_Requirements_
Rewrite the stretch of entries from the line containing "Call locate_point to put a point on the white toilet, one" through the end of the entries, swapping "written like this form" for "written in this format" and leaving everything else unchanged. Return only those lines.

_Source records_
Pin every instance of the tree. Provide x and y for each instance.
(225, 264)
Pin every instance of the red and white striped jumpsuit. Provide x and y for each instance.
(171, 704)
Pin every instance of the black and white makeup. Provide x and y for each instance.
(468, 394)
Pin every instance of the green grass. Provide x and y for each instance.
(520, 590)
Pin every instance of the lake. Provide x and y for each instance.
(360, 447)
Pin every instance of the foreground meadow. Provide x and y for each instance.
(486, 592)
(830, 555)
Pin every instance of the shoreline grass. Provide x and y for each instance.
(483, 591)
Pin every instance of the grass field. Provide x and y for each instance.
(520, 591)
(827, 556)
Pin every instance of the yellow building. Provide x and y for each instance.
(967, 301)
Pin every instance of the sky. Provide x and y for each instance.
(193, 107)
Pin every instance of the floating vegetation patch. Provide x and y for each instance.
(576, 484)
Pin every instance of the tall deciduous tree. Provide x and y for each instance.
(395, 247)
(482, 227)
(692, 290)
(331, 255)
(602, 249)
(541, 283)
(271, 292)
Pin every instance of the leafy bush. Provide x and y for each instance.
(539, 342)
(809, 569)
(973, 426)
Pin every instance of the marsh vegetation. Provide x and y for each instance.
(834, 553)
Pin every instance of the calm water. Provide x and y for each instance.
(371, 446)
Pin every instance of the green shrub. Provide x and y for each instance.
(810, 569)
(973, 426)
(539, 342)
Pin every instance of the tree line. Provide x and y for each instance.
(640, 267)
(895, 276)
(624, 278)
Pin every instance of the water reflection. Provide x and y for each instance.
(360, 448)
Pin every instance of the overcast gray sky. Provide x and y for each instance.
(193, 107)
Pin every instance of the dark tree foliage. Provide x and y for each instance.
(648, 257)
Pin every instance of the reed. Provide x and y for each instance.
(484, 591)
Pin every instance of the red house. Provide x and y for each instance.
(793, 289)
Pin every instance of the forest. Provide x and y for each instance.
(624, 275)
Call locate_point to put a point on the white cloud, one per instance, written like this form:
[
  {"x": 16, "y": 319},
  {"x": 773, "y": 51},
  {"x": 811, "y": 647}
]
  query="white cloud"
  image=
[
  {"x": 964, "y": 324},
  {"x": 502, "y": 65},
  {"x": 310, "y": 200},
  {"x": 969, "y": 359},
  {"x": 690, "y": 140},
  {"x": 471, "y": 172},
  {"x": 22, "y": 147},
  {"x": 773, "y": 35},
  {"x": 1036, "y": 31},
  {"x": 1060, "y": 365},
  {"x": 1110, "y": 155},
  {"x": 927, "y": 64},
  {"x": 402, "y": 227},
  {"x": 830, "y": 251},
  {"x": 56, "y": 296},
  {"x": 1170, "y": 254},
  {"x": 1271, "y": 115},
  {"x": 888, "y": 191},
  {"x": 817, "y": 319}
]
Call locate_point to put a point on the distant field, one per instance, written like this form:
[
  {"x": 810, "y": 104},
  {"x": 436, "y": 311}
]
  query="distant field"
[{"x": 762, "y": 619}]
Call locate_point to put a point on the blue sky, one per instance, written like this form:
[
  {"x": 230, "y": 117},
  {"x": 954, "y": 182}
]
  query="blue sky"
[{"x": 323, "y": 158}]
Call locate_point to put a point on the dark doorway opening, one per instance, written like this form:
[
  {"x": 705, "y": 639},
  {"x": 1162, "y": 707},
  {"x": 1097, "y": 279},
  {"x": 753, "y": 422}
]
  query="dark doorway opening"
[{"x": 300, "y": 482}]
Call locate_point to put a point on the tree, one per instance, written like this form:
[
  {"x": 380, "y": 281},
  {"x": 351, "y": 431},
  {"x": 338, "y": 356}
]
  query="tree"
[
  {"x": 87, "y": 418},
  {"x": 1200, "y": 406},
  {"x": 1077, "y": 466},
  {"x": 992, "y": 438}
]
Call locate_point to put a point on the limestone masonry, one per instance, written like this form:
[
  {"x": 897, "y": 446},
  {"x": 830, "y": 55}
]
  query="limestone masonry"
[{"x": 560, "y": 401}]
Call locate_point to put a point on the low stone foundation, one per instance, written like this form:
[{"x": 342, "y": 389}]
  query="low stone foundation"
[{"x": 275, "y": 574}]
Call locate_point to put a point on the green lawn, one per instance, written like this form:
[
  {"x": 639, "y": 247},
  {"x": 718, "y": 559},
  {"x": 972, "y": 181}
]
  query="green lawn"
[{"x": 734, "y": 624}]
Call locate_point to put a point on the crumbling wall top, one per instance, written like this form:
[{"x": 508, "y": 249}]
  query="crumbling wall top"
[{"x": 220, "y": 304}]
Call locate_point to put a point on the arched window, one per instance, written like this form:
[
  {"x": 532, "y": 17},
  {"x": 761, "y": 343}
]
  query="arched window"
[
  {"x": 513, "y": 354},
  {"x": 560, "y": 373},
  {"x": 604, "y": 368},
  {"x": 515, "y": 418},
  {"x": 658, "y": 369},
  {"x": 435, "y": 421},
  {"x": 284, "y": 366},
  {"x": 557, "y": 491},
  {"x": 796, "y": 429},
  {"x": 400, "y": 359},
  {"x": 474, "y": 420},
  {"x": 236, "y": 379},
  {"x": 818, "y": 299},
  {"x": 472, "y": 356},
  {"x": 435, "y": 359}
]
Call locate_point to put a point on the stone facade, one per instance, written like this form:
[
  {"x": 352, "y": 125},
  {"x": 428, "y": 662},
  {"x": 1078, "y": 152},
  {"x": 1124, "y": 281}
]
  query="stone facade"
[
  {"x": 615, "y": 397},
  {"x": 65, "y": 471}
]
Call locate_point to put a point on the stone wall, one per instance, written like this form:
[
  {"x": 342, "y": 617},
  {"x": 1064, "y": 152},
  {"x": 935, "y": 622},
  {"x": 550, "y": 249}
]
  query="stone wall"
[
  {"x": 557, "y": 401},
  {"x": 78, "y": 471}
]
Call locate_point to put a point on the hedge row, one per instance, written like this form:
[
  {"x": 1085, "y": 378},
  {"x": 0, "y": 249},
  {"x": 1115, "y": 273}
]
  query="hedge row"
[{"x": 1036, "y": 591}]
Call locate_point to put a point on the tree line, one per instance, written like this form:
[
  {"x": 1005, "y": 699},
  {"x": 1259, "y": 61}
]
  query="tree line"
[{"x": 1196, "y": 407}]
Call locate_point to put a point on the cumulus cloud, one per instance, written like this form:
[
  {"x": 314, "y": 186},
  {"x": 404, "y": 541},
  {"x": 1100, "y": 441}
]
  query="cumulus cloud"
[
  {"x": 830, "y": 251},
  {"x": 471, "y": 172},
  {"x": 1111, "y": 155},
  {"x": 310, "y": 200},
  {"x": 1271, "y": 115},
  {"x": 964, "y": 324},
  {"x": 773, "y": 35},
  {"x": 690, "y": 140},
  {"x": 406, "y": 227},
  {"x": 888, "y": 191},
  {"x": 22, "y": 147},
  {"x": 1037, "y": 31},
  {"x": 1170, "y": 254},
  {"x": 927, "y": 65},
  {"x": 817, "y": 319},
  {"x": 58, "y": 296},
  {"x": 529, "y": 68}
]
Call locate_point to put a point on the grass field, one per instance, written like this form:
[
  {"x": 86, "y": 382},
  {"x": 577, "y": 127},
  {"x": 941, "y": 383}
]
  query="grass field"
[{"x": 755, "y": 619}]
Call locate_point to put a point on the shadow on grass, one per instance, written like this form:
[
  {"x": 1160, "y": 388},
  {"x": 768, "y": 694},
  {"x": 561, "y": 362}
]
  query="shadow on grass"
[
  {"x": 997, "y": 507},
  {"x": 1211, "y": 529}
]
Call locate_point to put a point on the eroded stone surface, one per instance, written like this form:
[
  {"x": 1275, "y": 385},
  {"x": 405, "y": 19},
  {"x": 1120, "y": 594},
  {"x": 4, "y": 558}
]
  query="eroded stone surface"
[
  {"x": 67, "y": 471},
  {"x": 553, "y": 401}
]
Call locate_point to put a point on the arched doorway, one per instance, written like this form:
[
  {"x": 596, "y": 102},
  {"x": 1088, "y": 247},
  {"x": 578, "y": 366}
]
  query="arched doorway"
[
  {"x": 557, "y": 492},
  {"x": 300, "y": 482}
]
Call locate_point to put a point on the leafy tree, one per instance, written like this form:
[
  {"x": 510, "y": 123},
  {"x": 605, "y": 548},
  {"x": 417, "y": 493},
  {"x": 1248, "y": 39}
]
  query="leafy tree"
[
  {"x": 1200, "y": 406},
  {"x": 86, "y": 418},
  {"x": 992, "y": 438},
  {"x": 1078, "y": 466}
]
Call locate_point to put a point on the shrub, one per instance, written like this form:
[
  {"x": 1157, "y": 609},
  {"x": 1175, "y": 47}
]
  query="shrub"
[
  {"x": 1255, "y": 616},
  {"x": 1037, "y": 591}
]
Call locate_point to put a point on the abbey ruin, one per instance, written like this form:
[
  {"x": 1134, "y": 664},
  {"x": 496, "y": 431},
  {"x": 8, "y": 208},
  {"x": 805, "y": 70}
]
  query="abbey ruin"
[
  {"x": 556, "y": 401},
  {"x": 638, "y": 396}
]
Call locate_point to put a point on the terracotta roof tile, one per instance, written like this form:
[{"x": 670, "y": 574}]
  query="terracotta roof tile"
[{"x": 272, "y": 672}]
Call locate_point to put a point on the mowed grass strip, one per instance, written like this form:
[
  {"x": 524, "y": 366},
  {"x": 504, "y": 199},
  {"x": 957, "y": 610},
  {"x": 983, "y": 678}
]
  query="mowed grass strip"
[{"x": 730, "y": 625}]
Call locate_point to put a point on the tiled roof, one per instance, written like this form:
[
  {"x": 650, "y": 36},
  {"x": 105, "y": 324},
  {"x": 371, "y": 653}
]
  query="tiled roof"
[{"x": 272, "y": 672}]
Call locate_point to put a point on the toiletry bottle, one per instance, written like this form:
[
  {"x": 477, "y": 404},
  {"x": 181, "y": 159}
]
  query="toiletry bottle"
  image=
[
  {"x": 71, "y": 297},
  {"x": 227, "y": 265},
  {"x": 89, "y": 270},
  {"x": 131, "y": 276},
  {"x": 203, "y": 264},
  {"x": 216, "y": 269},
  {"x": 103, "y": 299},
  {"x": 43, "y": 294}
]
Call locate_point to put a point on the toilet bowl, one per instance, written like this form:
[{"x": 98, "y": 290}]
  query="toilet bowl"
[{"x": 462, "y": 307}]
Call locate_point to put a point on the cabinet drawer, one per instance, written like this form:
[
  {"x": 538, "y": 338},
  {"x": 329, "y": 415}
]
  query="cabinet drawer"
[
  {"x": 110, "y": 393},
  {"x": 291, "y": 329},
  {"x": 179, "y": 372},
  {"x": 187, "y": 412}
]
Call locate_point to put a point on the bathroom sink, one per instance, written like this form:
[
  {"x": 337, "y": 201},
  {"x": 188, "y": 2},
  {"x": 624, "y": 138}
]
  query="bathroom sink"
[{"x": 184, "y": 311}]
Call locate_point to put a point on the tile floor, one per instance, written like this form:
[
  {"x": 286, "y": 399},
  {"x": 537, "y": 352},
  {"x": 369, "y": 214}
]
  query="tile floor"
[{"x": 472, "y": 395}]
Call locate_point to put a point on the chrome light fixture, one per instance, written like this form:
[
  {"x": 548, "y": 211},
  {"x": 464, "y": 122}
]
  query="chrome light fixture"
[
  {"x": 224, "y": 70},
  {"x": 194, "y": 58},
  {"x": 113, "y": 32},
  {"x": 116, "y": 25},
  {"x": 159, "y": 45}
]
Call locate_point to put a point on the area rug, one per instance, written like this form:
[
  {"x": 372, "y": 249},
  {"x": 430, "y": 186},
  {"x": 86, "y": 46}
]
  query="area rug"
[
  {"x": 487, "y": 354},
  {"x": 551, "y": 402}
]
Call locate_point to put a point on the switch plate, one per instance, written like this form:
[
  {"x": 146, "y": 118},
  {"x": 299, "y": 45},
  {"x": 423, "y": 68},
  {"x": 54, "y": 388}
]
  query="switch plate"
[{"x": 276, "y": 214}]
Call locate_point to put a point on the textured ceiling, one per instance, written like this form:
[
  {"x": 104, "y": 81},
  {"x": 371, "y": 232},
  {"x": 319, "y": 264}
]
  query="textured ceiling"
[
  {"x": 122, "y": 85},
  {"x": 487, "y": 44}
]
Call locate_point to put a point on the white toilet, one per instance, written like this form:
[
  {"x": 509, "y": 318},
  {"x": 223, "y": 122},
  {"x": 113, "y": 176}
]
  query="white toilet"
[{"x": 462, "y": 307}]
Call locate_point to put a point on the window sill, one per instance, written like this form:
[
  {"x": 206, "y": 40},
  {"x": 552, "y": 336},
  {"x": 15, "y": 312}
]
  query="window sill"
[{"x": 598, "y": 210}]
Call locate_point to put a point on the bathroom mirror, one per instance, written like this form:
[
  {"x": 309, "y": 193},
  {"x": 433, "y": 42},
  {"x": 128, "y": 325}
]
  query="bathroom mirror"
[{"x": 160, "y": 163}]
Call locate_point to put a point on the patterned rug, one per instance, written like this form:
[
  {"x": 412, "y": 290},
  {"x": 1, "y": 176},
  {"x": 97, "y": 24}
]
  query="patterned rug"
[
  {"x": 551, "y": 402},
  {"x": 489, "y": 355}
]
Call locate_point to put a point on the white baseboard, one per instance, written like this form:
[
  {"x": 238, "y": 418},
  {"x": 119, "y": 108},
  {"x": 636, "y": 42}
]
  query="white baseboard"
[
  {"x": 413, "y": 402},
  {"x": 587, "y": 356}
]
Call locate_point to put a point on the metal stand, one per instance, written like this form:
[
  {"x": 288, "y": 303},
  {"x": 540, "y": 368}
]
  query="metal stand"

_Exercise answer_
Call locate_point to put a point on the white toilet, one per instance, written in this format:
[
  {"x": 509, "y": 318},
  {"x": 223, "y": 122},
  {"x": 113, "y": 176}
]
  query="white toilet"
[{"x": 462, "y": 307}]
Call locate_point to put a point on the window sill, one per instance, written in this format:
[
  {"x": 206, "y": 40},
  {"x": 552, "y": 336},
  {"x": 15, "y": 312}
]
  query="window sill"
[{"x": 598, "y": 210}]
Call locate_point to put a point on the bathroom mirror, one per instance, written in this format:
[
  {"x": 309, "y": 193},
  {"x": 433, "y": 42},
  {"x": 128, "y": 325}
]
  query="bathroom mirror"
[{"x": 160, "y": 163}]
Call locate_point to put a point on the patterned rug, one per instance, written in this format:
[
  {"x": 412, "y": 290},
  {"x": 1, "y": 176},
  {"x": 97, "y": 24}
]
  query="patterned rug"
[
  {"x": 551, "y": 402},
  {"x": 489, "y": 355}
]
Call locate_point to put a point on the white baseboard, one per instance, written in this format:
[
  {"x": 238, "y": 418},
  {"x": 119, "y": 108},
  {"x": 636, "y": 42}
]
  query="white baseboard"
[
  {"x": 413, "y": 402},
  {"x": 587, "y": 356}
]
Call locate_point to put a point on the metal stand, one per instance, written in this format:
[
  {"x": 288, "y": 303},
  {"x": 540, "y": 368}
]
  query="metal stand"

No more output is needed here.